------ Extract to read

Although the invention is advantageously used with the stacked, resin-bonded sand mold members 16,18 shown in FIG. 1, the invention is not so limited and may be used with other mold types such as one piece or multi-piece high temperature bonded ceramic molds; e.g., as shown in U.S. Pat. No. 4,112,997.

Referring to FIG. 1, the gas permeable mold 14 is shown sealingly received in a vacuum box 40 having a bottom portion 40a and a top portion 40b releasably sealed together at an annular resilient (rubber) seal 41. The bottom portion 40b includes an annular bottom support wall 42 and a peripheral side wall 43.

The lower mold member 16 is sealingly supported on the support wall 42 via a heat resistant metal annular support collar 46 and an annular, refractory gasket 47. The collar 46 includes an annular, flat support surface 46a on which the mold members 16,18 are stacked such that they mate tightly together at the parting planes P. The collar 46 is sealed to the lower mold member 16 by an annular refractory gasket 45 and, as mentioned, is sealed to the bottom support wall 42 via the annular refractory gasket 47. The collar 46 is thermally protected from the heat of the melt 12 by an annular metal shield 50 fastened to the support wall 42 by a plurality of circumferentially spaced apart bolts (not shown). The shield 50 forms a thermally insulating air space 50a between the collar 46 and the shield 50 to this end.

The top portion 40b of the vacuum box 40 includes a peripheral wall 48 and a ceiling structure 49 overlying the top 14a of the mold 14. The ceiling structure comprises a horizontal plate 60 affixed as by welding to the peripheral wall 48 and an annular plate assembly 62 fastened on the plate 60 and sealed thereto via an annular resilient (rubber) seal 64. Plate assembly 62 includes an upper plate 62a and a side plate 62b that joins the upper plate 62a to the plate 60.

The plate assembly 62 includes an opening 70 in upper plate 62a to accommodate a chamber-forming structure 80 and a mold-biasing structure 82 that are movable relative to the plate 60 and plate assembly 62. In particular, the mold-biasing structure 82 comprises a tubular body 84 suspended from the plate assembly 62 to overlie a peripheral portion of the mold top 14a. The body 84 is suspended from the plate assembly 62 by an annular flexible sleeve or wall 86 fastened therebetween. The sleeve 86 is fastened over raised elongated shoulders 88,90 disposed on the plate assembly 62 and the tubular body 84, respectively, for purposes to be explained below. A plurality of circumferentially, spaced apart pins 93 (two shown) are fastened (e.g., screwed) to the underside of the tubular body 84 and include enlarged lower heads 93a for bearing on a metal (e.g., steel) bearing plate 51 disposed atop the mold 14. As will be explained below, the mold-biasing structure 82 functions to bias the mold toward the vacuum box bottom support wall 42, thereby biasing members 16,18 together at the generally horizontal parting planes P.

------------
------ Material provided

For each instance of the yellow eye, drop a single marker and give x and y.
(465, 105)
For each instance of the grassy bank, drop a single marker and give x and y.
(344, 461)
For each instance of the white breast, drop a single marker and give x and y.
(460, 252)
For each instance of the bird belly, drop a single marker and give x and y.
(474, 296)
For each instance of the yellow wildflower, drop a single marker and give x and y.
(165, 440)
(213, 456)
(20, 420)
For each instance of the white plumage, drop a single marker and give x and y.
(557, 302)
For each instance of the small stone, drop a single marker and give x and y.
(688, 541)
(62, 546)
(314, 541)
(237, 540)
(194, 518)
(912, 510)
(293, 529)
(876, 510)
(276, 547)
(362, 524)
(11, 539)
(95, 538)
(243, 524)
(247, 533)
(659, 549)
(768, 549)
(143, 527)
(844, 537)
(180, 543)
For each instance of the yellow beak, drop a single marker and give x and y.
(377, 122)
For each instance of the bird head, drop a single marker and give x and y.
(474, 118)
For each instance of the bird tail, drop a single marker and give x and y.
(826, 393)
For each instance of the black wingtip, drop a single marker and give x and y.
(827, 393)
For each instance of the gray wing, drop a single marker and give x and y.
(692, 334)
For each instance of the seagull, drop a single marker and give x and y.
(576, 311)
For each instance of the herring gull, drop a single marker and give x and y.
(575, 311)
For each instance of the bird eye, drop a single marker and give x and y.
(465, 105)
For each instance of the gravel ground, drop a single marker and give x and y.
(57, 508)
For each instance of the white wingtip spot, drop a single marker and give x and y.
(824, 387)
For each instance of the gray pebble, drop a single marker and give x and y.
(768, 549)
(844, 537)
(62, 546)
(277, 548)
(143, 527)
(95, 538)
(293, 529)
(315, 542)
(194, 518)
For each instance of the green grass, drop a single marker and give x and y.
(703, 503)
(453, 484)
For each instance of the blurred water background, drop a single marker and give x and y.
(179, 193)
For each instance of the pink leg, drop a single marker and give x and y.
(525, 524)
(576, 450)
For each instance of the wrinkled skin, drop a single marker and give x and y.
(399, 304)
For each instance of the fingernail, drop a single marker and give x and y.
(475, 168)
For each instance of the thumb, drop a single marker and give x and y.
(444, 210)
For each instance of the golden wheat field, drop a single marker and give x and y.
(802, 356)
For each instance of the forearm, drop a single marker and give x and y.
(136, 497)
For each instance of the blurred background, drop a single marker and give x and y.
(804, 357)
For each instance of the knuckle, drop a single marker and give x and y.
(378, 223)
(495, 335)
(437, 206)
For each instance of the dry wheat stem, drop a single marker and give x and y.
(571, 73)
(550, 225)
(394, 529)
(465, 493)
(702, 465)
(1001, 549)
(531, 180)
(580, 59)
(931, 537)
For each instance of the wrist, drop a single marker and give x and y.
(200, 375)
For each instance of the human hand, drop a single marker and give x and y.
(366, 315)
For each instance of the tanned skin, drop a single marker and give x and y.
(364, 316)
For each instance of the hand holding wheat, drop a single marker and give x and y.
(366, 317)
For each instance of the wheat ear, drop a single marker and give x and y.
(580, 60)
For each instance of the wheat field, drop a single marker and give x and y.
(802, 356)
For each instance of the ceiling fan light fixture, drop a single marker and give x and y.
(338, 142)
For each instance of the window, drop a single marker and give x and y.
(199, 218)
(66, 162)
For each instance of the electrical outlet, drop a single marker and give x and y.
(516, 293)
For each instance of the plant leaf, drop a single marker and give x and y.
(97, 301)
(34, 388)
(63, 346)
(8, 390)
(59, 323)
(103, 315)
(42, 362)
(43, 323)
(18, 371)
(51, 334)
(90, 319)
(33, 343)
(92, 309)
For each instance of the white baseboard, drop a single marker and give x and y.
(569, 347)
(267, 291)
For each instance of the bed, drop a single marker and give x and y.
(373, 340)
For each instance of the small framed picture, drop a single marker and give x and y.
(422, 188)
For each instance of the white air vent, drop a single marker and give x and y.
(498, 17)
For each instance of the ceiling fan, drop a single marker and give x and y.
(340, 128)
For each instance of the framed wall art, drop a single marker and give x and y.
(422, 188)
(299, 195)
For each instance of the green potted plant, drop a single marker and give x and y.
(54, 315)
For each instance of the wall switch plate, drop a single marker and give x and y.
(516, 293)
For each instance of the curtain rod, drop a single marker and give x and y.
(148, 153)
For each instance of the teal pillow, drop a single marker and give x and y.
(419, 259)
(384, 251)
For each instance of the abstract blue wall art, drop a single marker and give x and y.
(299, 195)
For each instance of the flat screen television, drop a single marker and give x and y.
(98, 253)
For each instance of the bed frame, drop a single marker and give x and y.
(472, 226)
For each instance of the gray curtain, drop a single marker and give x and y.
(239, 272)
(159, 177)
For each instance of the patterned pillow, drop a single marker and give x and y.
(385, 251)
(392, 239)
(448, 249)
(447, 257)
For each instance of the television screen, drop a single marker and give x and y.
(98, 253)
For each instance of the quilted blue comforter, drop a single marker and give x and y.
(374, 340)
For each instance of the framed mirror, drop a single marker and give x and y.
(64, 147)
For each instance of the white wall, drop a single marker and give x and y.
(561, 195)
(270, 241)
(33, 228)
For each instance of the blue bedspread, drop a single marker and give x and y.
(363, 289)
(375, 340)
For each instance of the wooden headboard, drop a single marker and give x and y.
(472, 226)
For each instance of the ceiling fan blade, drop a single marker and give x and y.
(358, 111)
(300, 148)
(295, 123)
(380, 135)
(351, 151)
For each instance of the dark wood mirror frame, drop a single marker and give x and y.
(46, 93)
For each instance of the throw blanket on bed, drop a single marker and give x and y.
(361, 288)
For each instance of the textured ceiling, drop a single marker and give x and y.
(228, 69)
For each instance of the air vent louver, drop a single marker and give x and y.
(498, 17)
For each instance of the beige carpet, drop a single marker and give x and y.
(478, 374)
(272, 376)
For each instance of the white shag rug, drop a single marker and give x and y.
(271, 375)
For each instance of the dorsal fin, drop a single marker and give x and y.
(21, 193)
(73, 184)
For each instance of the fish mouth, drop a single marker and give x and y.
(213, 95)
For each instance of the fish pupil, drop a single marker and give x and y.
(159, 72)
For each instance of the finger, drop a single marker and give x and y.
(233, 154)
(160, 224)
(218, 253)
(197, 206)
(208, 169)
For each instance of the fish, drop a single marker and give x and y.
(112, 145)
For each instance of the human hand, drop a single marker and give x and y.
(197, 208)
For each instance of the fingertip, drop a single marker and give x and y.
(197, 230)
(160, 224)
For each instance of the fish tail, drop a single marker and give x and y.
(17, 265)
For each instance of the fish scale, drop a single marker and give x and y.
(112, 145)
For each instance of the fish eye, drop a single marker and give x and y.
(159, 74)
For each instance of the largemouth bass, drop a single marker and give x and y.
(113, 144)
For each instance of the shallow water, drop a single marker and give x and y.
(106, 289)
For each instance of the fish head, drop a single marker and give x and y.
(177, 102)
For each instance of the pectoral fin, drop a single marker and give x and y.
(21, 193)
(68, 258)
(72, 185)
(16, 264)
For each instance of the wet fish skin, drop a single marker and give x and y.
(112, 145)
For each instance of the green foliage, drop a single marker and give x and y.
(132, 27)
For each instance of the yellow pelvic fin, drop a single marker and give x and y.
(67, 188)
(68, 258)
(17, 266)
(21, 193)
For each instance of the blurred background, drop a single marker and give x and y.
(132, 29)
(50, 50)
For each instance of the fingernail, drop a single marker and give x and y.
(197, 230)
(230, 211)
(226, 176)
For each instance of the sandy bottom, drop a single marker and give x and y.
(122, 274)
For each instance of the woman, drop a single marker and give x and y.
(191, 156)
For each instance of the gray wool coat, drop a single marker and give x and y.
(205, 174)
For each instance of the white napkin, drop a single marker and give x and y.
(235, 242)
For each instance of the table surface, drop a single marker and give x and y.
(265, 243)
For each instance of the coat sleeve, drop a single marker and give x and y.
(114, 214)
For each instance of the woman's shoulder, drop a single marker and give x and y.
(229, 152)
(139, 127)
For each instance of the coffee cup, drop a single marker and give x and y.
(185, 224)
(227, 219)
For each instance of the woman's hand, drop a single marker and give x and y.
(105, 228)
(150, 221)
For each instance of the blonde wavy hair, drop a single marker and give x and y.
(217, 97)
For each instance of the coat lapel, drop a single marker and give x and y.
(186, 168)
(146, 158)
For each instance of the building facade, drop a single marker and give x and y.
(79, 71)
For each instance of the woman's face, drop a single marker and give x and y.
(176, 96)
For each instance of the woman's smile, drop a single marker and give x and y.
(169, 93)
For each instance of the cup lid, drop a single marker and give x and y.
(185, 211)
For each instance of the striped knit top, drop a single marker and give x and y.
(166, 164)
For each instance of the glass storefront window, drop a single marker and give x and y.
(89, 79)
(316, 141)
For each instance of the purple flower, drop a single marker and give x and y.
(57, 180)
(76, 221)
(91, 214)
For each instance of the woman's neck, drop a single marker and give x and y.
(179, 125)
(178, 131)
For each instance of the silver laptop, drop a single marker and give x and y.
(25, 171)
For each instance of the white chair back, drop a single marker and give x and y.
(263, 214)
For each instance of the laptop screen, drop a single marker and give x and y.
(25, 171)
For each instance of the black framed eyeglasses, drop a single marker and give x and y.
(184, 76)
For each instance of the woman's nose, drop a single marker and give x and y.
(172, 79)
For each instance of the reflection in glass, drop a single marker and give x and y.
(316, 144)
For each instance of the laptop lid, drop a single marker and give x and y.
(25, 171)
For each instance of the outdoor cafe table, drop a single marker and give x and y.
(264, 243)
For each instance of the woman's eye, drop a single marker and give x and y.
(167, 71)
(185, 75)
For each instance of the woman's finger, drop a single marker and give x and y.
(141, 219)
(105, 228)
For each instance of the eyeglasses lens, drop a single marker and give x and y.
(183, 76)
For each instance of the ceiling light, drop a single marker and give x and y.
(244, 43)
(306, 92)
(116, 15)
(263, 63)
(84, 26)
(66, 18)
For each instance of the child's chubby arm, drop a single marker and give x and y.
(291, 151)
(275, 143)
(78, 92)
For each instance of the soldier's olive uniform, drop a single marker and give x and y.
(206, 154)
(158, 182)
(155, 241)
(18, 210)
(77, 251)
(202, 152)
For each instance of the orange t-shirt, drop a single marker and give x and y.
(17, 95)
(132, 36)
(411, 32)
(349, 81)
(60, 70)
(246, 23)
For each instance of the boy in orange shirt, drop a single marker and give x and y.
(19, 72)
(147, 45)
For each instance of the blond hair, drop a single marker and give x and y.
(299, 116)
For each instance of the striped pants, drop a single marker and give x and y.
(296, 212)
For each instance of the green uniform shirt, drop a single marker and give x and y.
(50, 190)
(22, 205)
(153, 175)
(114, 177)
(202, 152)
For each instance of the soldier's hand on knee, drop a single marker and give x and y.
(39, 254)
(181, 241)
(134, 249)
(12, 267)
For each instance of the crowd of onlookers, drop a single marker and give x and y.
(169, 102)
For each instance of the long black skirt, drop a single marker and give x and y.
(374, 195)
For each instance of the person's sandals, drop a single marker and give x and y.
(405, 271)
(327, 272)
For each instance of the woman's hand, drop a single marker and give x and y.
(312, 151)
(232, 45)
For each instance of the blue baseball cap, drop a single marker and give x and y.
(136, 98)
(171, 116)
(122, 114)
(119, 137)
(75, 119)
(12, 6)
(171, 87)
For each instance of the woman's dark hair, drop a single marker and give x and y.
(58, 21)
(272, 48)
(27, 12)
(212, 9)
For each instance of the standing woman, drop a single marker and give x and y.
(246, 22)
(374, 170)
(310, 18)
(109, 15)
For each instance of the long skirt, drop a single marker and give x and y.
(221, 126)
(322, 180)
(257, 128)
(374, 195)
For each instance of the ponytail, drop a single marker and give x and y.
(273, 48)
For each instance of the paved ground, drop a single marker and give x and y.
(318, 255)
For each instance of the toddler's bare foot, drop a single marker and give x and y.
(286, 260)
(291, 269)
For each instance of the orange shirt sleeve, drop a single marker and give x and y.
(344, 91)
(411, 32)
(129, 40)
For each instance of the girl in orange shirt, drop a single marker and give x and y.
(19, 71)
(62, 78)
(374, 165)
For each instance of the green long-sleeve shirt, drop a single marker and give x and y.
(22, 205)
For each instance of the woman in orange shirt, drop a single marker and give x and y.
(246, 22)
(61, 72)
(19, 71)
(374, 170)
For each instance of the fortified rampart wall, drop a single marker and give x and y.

------------

→ Exercise task A
From the vacuum box description above the listing, return the passage that begins with the words "Although the invention" and stops after "side wall 43.".
→ Exercise task B
Take the vacuum box description above the listing further, picking up right after its last sentence.

→ Written answer A
Although the invention is advantageously used with the stacked, resin-bonded sand mold members 16,18 shown in FIG. 1, the invention is not so limited and may be used with other mold types such as one piece or multi-piece high temperature bonded ceramic molds; e.g., as shown in U.S. Pat. No. 4,112,997.

Referring to FIG. 1, the gas permeable mold 14 is shown sealingly received in a vacuum box 40 having a bottom portion 40a and a top portion 40b releasably sealed together at an annular resilient (rubber) seal 41. The bottom portion 40b includes an annular bottom support wall 42 and a peripheral side wall 43.

→ Written answer B
The chamber-forming structure 80 overlies a central portion of the mold top 14a above the sprue 24. In particular, the chamber-forming structure 80 is suspended from an inwardly extending flange 94 of the tubular body 84 by an annular flexible sleeve or wall 96. The sleeve 96 is affixed to the flange 94 and to a horizontal plate 100 of the structure 80 so as to overlie raised elongated shoulders 102,104 thereon, respectively, for purposes to be explained below. An annular passage 110 is formed beneath the plate 100 by concentric, annular side panels 112,114 and bottom plate 116, FIG. 1. The side panel 112 includes a plurality of circumferentially spaced apertures 118 (two shown) that communicate the passage 110 to a first central chamber 120 surrounded thereby. As is apparent from FIG. 1, the first chamber 120 is disposed above the mold top 14a over the sprue 24 and is separated from the sprue 24 by the gas permeable (porous) wall 18a of the topmost mold member 18. An annular resilient (rubber) seal 124 is carried on the bottom plate 116 and sealingly engages the mold top 14a as shown to sealingly isolate the first chamber 120 from a second chamber 130 formed about the mold periphery 14b by the vacuum box 40.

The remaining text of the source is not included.